**GOAL**: Print out each entry below exactly, please.

**DATASET EXTRACT**:
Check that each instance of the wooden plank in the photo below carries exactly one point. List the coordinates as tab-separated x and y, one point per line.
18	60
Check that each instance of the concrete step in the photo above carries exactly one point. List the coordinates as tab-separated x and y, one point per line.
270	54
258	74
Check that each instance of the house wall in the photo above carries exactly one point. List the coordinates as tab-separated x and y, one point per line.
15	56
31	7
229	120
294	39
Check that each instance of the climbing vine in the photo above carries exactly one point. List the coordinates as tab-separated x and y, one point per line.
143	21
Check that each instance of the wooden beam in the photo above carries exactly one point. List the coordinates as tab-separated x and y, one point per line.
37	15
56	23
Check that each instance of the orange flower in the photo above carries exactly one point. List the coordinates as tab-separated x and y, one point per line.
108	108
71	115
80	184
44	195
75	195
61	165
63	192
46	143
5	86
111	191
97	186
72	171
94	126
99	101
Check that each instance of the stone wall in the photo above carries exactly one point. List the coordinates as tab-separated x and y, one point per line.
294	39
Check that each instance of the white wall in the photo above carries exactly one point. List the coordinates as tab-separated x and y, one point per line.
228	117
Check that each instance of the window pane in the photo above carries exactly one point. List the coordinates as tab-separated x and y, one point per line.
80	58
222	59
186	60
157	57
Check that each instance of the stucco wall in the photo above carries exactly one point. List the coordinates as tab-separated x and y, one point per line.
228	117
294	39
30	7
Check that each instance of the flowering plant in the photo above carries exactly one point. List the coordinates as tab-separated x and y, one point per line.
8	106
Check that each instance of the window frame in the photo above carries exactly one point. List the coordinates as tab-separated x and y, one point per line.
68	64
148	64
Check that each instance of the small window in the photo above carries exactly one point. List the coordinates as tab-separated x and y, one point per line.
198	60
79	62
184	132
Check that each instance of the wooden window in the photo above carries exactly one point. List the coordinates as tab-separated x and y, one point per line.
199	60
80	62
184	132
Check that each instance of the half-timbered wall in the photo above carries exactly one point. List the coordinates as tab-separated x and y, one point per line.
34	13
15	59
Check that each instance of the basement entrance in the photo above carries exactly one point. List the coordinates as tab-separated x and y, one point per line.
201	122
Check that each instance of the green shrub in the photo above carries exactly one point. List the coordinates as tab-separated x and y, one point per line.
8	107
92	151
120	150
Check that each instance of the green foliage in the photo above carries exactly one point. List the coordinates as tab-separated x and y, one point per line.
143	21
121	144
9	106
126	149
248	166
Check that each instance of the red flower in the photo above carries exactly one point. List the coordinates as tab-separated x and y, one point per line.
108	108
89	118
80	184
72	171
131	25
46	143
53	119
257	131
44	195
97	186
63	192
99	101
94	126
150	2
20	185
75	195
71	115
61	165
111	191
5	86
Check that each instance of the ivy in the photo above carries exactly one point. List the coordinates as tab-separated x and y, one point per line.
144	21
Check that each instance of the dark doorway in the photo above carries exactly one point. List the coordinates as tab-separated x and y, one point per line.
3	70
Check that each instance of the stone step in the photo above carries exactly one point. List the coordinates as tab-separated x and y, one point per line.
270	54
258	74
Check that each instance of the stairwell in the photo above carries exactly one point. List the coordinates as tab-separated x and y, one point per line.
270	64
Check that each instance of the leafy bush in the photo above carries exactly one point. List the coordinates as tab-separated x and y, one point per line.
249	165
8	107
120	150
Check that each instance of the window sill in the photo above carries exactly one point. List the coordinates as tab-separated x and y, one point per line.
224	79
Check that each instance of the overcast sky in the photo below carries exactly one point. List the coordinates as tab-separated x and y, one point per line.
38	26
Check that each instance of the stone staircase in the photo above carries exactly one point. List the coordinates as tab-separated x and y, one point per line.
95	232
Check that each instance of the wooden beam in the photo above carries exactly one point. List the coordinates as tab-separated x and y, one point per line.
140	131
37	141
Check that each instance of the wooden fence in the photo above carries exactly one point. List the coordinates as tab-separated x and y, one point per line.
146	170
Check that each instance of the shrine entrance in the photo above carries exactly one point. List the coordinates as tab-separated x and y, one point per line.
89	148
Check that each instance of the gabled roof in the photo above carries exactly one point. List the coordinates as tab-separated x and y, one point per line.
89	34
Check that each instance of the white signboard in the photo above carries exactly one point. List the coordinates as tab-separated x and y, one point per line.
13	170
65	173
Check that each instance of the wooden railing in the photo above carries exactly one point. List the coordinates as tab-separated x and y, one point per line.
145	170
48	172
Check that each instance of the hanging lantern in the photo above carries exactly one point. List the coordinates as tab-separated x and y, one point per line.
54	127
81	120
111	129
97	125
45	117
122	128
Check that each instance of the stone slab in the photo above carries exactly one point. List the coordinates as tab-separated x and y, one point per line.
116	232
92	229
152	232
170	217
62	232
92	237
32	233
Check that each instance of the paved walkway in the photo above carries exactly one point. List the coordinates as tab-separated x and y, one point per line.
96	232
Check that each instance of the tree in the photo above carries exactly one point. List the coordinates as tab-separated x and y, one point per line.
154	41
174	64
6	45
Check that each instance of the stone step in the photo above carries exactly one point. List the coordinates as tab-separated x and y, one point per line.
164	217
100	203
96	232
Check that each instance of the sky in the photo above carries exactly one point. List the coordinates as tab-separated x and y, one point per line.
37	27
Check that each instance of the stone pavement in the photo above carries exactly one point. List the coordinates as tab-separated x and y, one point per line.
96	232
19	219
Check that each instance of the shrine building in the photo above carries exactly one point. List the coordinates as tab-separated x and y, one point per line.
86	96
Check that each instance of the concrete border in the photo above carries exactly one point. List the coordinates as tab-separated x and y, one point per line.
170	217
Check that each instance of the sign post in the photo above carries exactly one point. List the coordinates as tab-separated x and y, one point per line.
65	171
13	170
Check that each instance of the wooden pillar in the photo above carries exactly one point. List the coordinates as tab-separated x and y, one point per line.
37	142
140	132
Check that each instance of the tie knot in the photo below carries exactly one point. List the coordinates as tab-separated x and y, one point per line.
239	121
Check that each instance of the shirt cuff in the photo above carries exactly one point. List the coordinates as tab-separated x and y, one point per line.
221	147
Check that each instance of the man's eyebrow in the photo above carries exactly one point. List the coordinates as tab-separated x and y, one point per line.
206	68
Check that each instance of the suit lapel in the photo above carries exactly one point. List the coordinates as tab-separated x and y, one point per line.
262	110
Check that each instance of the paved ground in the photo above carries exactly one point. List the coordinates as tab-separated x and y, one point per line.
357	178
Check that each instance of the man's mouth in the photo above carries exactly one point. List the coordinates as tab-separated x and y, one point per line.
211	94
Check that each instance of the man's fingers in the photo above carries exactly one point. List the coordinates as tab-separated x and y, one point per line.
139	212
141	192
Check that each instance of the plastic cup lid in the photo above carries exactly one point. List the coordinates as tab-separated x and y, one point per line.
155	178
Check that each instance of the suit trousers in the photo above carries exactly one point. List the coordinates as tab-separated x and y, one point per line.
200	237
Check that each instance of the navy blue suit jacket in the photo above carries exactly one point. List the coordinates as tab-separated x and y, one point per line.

**WRITTEN ANSWER**:
Check that each instance of the wooden plank in the photo below carries exactly one point. List the coordinates as tab-separated x and y, one point per line.
18	60
Check that each instance of the concrete step in the photo above carries exactly one point. List the coordinates as tab-separated x and y, one point per line.
270	54
258	74
Check that each instance of the house wall in the photo above carries exactly one point. List the coordinates as tab-separated x and y, one point per line.
15	56
31	7
229	120
294	39
Check that each instance of the climbing vine in the photo above carries exactly one point. List the coordinates as tab-separated x and y, one point per line.
143	21
Check that each instance of the wooden beam in the photo above carries exactly one point. List the coordinates as tab-separated x and y, one point per line.
37	15
56	23
Check that each instance of the orange flower in the photo above carries exactly one point. List the coordinates as tab-separated x and y, one point per line.
108	108
71	115
80	184
44	195
75	195
61	165
63	192
46	143
5	86
111	191
97	186
72	171
94	126
99	101
Check that each instance of the stone wall in the photo above carries exactly one point. List the coordinates as tab-separated x and y, one point per line.
294	39
Check that each instance of the white wall in the photo above carries exactly one point. List the coordinates as tab-separated x and y, one point per line.
228	117
Check that each instance of the window pane in the photo above carries exactly one point. List the coordinates as tab-separated x and y, one point per line.
80	58
222	59
186	60
157	57
Check that each instance of the stucco wall in the photo above carries exactly one point. List the coordinates as tab-separated x and y, one point per line.
228	117
294	39
30	7
Check that each instance of the flowering plant in the photo above carries exactly one point. List the coordinates as tab-separated x and y, one point per line.
8	106
Check that each instance of the window frame in the photo above carries exactly one point. List the coordinates as tab-separated x and y, one point per line.
68	64
148	64
Check that each instance of the small window in the photo above carries exactly one point. List the coordinates as tab-separated x and y, one point per line.
198	60
79	62
184	132
Check that each instance of the wooden window in the photo above carries exactly one point. List the coordinates as tab-separated x and y, one point per line.
199	60
80	62
184	132
Check that each instance of the half-timbered wall in the photo above carries exactly one point. List the coordinates as tab-separated x and y, one point per line.
34	13
15	59
Check that each instance of the basement entrance in the photo above carries exactly one point. List the coordinates as tab-separated x and y, one point per line.
201	122
Check that each instance of the green shrub in the photo above carries exactly one point. List the coordinates as tab-separated x and y, one point per line.
8	107
92	151
120	150
Check that each instance of the green foliage in the photo above carries exactly one point. List the coordinates as tab-separated x and y, one point per line.
143	21
121	144
9	106
126	149
248	166
Check that each instance of the red flower in the photo above carries exactly one point. List the coordinates as tab-separated x and y, one point per line.
108	108
89	118
80	184
72	171
131	25
46	143
53	119
257	131
44	195
97	186
63	192
99	101
94	126
150	2
20	185
75	195
71	115
61	165
111	191
5	86
Check that each instance of the ivy in the photo above carries exactly one point. List the coordinates as tab-separated x and y, one point per line.
144	21
Check that each instance of the dark doorway in the photo above carries exactly one point. List the coordinates as tab-separated x and y, one point per line.
3	70
Check that each instance of the stone step in the photo above carries exactly one point. List the coordinates as tab-separated x and y, one point per line.
270	54
258	74
Check that each instance of the stairwell in the photo above carries exactly one point. List the coordinates as tab-separated x and y, one point per line.
270	64
Check that each instance of the leafy bush in the photo above carries exactly one point. List the coordinates as tab-separated x and y, one point per line.
249	165
8	107
120	150
Check that each instance of the window sill in the photo above carries exactly one point. List the coordinates as tab-separated x and y, one point per line.
224	79
Check that each instance of the overcast sky in the photo below carries exactly one point. List the coordinates as tab-separated x and y, one point per line.
38	26
Check that each instance of the stone staircase in the photo above carries exactly one point. List the coordinates as tab-separated x and y, one point per line.
95	232
Check that each instance of the wooden beam in the photo above carries exactly one point. List the coordinates as tab-separated x and y, one point per line.
140	131
37	141
Check that each instance of the wooden fence in the photo above carries exactly one point. List the coordinates as tab-separated x and y, one point per line.
146	170
Check that each instance of the shrine entrance in the photo above carries exactly one point. List the coordinates as tab-separated x and y, one point per line.
89	148
Check that each instance of the gabled roof in the photo above carries exactly one point. List the coordinates as tab-separated x and y, one point per line.
89	34
Check that each instance of the white signboard in the photo above carries exactly one point. List the coordinates as tab-separated x and y, one point per line.
13	170
65	173
Check that each instance of the wooden railing in the photo above carries exactly one point. List the coordinates as tab-separated x and y, one point per line.
145	170
48	172
Check that each instance of the hanging lantern in the photo above carries exactly one point. List the coordinates as tab-separated x and y, one point per line.
54	127
81	120
111	129
97	125
45	117
122	128
Check that each instance of the stone slab in the photo above carries exactly one point. List the coordinates as tab-separated x and y, one point per line.
116	232
92	229
152	232
170	217
62	232
92	237
32	233
Check that each instance of the paved walkway in the photo above carries exactly one point. List the coordinates as tab-separated x and y, one point per line.
96	232
Check that each instance of the tree in the photo above carries exactly one point. List the coordinates as tab-separated x and y, one point per line.
154	41
174	64
6	45
Check that each instance of the stone step in the photo above carries exactly one point. List the coordinates as tab-separated x and y, one point per line.
164	217
100	203
96	232
Check that each instance of the sky in the photo above carries exactly one point. List the coordinates as tab-separated x and y, one point per line.
37	27
Check that each instance of the stone pavement in the photo above carries exactly one point. List the coordinates as tab-separated x and y, one point per line.
96	232
19	219
Check that each instance of the shrine building in the photo above carries exactly one point. List the coordinates as tab-separated x and y, one point per line.
86	96
Check that each instance of the concrete border in the photo above carries exactly one point. List the coordinates as tab-separated x and y, one point per line.
170	217
Check that each instance of the sign post in the photo above carries exactly one point. List the coordinates as tab-separated x and y, one point per line.
65	171
13	170
Check that each instance of the wooden pillar in the photo above carries exactly one point. List the coordinates as tab-separated x and y, one point per line.
37	142
140	132
Check that each instance of the tie knot in the photo below carries exactly one point. List the coordinates as tab-separated x and y, one point per line.
239	121
Check that each instance of the shirt cuff in the photo above carries exactly one point. List the coordinates as tab-separated x and y, one point per line.
221	147
Check that each instance of the man's eyebrow in the photo above carries exactly one point. List the coordinates as tab-separated x and y, one point per line.
206	68
Check that each instance of the suit lapel in the photo above carries exactly one point. List the coordinates as tab-separated x and y, one point per line.
262	110
Check that each instance of the paved ground in the photo above carries exactly one point. List the coordinates as tab-separated x and y, one point per line.
357	178
Check that each instance of the man's mouth in the photo above carries exactly one point. List the coordinates as tab-separated x and y, one point per line.
211	94
Check that each instance of the man's fingers in the photo above carries exactly one point. List the coordinates as tab-separated x and y, one point per line.
139	212
141	192
Check that each instance of the plastic cup lid in the photo above carries exactly one point. List the coordinates as tab-separated x and y, one point per line.
155	178
Check that each instance of the suit trousers in the photo above carries exactly one point. List the coordinates as tab-separated x and y, one point per line.
200	237
Check that each instance of the navy blue suit jacket in the photo above carries exactly one point. List the coordinates as tab-separated x and y, one point per line.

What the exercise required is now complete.